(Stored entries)
%%

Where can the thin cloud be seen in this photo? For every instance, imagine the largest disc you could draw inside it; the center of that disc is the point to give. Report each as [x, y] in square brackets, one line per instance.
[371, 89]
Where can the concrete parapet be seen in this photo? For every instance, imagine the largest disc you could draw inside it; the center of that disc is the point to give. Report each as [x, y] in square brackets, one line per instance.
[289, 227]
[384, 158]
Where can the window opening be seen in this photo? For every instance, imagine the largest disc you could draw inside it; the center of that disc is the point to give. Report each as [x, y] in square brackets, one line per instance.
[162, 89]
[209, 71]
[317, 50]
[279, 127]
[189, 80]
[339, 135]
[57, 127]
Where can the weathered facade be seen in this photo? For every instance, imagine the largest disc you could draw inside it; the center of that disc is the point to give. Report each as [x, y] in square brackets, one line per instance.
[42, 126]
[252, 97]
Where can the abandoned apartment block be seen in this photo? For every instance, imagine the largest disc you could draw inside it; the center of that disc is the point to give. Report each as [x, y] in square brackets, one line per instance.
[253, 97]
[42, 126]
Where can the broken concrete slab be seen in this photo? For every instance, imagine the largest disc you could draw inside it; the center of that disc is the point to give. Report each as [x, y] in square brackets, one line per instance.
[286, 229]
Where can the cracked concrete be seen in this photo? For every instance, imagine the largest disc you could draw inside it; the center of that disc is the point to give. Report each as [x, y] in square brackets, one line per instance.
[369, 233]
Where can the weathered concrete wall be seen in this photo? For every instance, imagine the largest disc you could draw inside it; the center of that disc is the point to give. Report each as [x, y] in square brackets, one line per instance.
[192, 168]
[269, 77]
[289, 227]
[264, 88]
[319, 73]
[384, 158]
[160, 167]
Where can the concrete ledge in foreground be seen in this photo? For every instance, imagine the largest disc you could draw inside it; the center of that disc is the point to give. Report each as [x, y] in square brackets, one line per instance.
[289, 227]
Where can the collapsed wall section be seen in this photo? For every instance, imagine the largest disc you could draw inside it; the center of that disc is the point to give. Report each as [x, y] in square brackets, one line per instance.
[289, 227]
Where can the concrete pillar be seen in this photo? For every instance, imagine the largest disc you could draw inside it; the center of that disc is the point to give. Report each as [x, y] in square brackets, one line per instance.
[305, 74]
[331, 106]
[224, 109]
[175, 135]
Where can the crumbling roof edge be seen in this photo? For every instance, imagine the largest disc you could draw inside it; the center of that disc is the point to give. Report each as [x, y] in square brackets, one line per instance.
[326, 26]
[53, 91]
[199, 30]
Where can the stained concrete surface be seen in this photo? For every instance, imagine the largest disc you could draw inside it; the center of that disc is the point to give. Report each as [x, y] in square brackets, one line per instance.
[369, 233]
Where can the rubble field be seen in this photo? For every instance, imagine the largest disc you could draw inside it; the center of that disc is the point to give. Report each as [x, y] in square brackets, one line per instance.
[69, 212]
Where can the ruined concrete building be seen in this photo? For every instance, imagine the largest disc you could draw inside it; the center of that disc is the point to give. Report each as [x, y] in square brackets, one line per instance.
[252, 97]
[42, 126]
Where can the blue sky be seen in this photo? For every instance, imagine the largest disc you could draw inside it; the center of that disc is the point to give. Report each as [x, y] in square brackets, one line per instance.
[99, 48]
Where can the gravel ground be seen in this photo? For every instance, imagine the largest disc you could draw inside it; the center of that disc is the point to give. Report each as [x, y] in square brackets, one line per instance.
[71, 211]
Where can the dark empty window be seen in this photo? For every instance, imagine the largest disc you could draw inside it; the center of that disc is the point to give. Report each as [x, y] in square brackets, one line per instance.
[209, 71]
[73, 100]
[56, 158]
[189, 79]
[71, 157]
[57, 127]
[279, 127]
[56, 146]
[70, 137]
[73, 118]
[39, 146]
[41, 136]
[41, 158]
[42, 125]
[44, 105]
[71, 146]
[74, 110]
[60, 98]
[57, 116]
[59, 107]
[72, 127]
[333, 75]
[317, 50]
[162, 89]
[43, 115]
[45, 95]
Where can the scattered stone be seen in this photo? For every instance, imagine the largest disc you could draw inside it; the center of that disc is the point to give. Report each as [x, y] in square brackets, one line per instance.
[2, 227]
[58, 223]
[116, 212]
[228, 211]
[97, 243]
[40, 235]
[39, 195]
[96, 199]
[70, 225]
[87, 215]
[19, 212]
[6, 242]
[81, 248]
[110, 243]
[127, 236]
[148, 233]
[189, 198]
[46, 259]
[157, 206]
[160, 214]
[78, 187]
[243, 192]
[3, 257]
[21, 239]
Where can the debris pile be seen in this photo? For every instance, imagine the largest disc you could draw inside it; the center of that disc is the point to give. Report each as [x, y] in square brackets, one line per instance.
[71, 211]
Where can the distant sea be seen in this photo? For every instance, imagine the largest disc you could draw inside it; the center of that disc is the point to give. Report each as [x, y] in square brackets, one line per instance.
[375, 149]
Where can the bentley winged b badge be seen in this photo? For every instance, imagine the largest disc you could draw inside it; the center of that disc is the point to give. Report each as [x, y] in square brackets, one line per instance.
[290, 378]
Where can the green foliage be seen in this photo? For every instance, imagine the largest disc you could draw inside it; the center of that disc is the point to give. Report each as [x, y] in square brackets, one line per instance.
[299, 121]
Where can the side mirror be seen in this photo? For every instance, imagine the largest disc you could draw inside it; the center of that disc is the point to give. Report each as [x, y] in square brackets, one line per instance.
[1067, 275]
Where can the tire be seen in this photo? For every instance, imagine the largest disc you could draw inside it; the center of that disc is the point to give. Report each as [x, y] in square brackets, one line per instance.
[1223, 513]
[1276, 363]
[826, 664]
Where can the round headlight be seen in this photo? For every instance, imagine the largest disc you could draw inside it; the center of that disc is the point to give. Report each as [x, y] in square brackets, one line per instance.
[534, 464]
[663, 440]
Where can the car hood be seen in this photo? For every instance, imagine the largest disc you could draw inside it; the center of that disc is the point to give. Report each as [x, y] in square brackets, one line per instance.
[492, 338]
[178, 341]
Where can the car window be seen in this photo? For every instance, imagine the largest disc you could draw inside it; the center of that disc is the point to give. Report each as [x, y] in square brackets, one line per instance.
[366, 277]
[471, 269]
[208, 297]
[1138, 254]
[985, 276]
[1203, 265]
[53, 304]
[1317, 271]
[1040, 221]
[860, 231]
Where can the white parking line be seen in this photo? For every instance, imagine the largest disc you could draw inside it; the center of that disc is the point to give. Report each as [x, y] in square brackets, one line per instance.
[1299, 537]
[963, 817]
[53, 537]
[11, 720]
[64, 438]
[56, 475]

%%

(HOW TO COMPLETE THIS TASK) Each entry given above is to be duplicated exactly.

(ANSWER SPACE)
Where can the thin cloud be seen in this photo? For every instance, imagine the largest disc you could draw inside it; the center of that disc is the point to give. Report each as [x, y] in square brackets, one line per instance.
[371, 89]
Where can the concrete parapet be seen in this photo? For every instance, imagine the largest disc you could draw inside it; the center of that disc is the point to give. Report each as [x, y] in square brackets, one line per instance.
[289, 227]
[384, 158]
Where can the window opening be seen in this photo? For every instance, imagine the largest disc you could draw inside it; the center of that disc is the point to give. Report each as [x, y] in square brackets, one line per instance.
[162, 89]
[209, 71]
[317, 50]
[279, 127]
[189, 80]
[339, 135]
[57, 127]
Where can the weathered facade be seen in this photo? For every instance, imagine the largest disc you could draw inside it; the center of that disc is the point to give. Report each as [x, y] in square brackets, one line per instance.
[42, 126]
[252, 97]
Where can the abandoned apartment block be seen in this photo? For every instance, imagine the largest disc you could draw inside it; the center of that disc is the point to give. Report each as [x, y] in square brackets, one line per instance.
[253, 97]
[42, 126]
Where can the broken concrete slab be seen in this photo? For every instance, imagine the largest disc you could draw inside it; the center of that disc is the point to give. Report each as [x, y] in square brackets, one line per instance.
[286, 229]
Where can the cracked concrete be seen in this photo? For every instance, imagine the largest disc you could draw inside it; the center of that disc is the point to give. Report each as [x, y] in square brackets, one line per instance.
[369, 233]
Where can the weathered concrete wall be seen in this photo? For every instance, imagine the largest disc you could draw inside it; the center of that disc is the point to give. Report each as [x, y] in square brackets, one line per instance.
[192, 168]
[269, 77]
[289, 227]
[264, 88]
[319, 73]
[384, 158]
[160, 167]
Where can the concrete ledge in foreground be seen in this photo? For every instance, imagine the largest disc you could draw inside it; the center of that disc is the point to give. Report each as [x, y] in square brackets, one line per instance.
[289, 227]
Where can the collapsed wall section be seen in this photo? For every instance, imagine the largest disc you could draw inside it; the center of that disc is the point to give. Report each as [x, y] in square brackets, one line per instance.
[289, 227]
Where can the concrete pillar be seen in this photo? For every instance, imagine the largest disc you could draw inside it; the center of that disc is the point to give. Report each as [x, y] in square brackets, one line per instance.
[305, 74]
[331, 106]
[224, 109]
[175, 135]
Where can the crumbling roof edge be seen in this photo? For every instance, imagine the largest disc you could draw inside it; the center of that disc is the point to give. Report each as [x, y] in square brackets, one line per instance.
[326, 26]
[53, 91]
[199, 30]
Where can the stained concrete surface be seen in this photo? For every instance, imagine the largest disc you could draw inside it; the center of that disc is the point to give. Report each as [x, y] in square brackets, one line per instance.
[369, 233]
Where can the rubble field be seen in this photo? For every instance, imagine the largest disc you could draw inside it; the center of that disc is the point to give. Report each as [x, y] in square brackets, one line per instance.
[69, 212]
Where can the ruined concrete building be seen in this photo? For every instance, imagine the largest disc you could draw inside it; the center of that disc is the point to give. Report each as [x, y] in square brackets, one line per instance.
[252, 97]
[42, 126]
Where can the blue sky be seen in this photo? For every instance, imagine the largest disc you could draw inside it; the center of that disc is the point to give. Report each as [x, y] in square brackets, one line per instance.
[99, 48]
Where can the gravel ground be seen in this photo? For every instance, imagine the largest disc you could draw inside it; the center of that disc is the point to give. Report each as [x, y] in square brackets, one line per instance.
[71, 211]
Where can the dark empty window be seen in this photo? For every instance, imagine the largest disc you could draw inside it; the center of that disc is the point to give. Report each as [x, y] in square brackets, one line per instance.
[209, 71]
[73, 100]
[56, 158]
[189, 79]
[71, 157]
[57, 127]
[279, 127]
[56, 146]
[70, 137]
[73, 118]
[39, 146]
[41, 136]
[41, 158]
[42, 125]
[44, 105]
[71, 146]
[74, 110]
[60, 98]
[57, 116]
[59, 107]
[72, 127]
[333, 75]
[317, 50]
[162, 89]
[43, 115]
[45, 95]
Where can the scattered stone be seen in this photo? For every instance, imagine the largest disc you could draw inside it; the center of that disc is the point to give. Report each as [x, y] in square brackets, one line per instance.
[2, 227]
[58, 223]
[116, 212]
[228, 211]
[97, 243]
[40, 235]
[39, 195]
[96, 199]
[70, 225]
[87, 215]
[19, 212]
[6, 242]
[81, 248]
[110, 243]
[127, 236]
[148, 233]
[189, 198]
[46, 259]
[157, 206]
[160, 214]
[78, 187]
[243, 192]
[3, 257]
[21, 239]
Where can the debris pile be seen in this photo? For every instance, imagine the largest disc you could draw inside it; the center of that disc is the point to give. Report each as [x, y] in square brackets, one line per instance.
[71, 211]
Where can the distant sea be seen in this photo? For every instance, imagine the largest disc you could draw inside it; the center of that disc is the point to give. Report each as [x, y] in square brackets, one line per instance.
[375, 149]
Where can the bentley winged b badge be seen in this photo? For every instance, imagine the largest disc you could draw inside it; the center of that disc is the point to give. Report each as [x, y] in square brackets, one line per instance.
[290, 378]
Where can the green foliage be seen in this photo? For every instance, imagine the largest disc you could draw inside it; the center of that disc is the point to give. Report each as [x, y] in square brackets, one line per instance.
[299, 121]
Where can the side mirror be seen in this photo? For every instance, imagine the largest disc you could draw inside it; the center of that disc is the point to give. Report each as [x, y] in square brackets, one line per instance.
[1067, 275]
Where can the tire be seen in this photo? For every instance, imagine the largest disc you could draw inside it; the center of that disc is the point to give. Report each as [x, y] in square brackets, one line per instance.
[1223, 513]
[1276, 363]
[826, 664]
Where can the round headlight be seen in this photo? For every instance, imagine the largest disc you could draw inside it; the center of that disc is the point to give. Report each as [x, y] in square brackets, one line per instance.
[534, 464]
[663, 440]
Where can the car hood be seen in this photo? For every instance, imagine the largest disc you could draw inside it; the center of that disc is the point to give. Report each as [x, y] in square brackets, one line per instance.
[492, 338]
[178, 341]
Where can the car window be seen in this photo? For every instance, imagine the largest disc you could draw inside it; the center of that disc is the point to give. Report each as [x, y] in square brackets, one line per instance.
[366, 277]
[471, 269]
[208, 297]
[1138, 254]
[985, 276]
[1203, 265]
[53, 304]
[1317, 271]
[1040, 221]
[860, 231]
Where can the white parking line be seen in this photo? For every instance, imagine the largest disc you could draw inside it; the center of that disc is the point to give. Report each as [x, y] in square brackets, one line per instance.
[1299, 537]
[963, 817]
[53, 537]
[11, 720]
[64, 438]
[56, 475]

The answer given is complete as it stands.